── The records

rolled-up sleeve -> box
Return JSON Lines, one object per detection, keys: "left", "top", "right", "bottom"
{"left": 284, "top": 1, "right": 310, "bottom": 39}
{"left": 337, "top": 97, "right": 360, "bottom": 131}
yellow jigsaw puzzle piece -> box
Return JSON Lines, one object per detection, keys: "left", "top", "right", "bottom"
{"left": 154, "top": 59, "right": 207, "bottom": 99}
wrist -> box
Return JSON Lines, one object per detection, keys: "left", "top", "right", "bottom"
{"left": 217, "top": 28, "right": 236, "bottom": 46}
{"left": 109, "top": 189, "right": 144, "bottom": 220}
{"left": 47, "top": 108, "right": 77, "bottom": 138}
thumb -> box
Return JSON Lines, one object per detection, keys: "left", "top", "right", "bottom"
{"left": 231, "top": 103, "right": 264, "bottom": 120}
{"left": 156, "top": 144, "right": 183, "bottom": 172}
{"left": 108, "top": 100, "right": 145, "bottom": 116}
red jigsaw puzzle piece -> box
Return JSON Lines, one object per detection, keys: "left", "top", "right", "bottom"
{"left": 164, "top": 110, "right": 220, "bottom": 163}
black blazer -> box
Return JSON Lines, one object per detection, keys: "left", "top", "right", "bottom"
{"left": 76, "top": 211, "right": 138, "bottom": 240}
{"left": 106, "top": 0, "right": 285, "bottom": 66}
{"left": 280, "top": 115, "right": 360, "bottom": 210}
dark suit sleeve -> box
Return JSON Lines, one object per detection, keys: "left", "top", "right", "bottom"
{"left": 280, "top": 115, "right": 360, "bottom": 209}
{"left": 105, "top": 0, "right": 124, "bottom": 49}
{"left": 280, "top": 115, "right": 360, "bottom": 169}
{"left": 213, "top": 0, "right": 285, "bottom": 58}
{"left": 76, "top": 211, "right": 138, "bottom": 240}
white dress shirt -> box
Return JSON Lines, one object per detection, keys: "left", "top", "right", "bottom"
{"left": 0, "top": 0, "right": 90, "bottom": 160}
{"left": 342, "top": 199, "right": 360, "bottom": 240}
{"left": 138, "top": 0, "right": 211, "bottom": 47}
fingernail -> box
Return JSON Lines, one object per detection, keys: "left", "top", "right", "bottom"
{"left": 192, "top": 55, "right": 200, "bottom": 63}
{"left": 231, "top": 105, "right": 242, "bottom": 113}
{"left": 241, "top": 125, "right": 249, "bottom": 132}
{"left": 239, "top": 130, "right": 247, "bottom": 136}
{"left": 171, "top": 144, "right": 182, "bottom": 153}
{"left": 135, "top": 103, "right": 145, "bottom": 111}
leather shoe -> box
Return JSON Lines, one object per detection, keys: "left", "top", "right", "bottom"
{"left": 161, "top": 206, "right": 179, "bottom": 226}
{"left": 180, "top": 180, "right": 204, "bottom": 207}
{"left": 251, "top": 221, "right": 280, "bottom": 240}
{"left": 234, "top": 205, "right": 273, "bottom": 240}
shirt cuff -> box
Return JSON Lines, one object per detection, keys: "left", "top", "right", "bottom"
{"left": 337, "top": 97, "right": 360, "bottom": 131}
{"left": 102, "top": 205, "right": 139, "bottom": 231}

────

Problem requirements: Lines holding "shirt" are the ones to copy; find all of them in the listing.

Answer to the problem:
white dress shirt -> box
shirt cuff -> box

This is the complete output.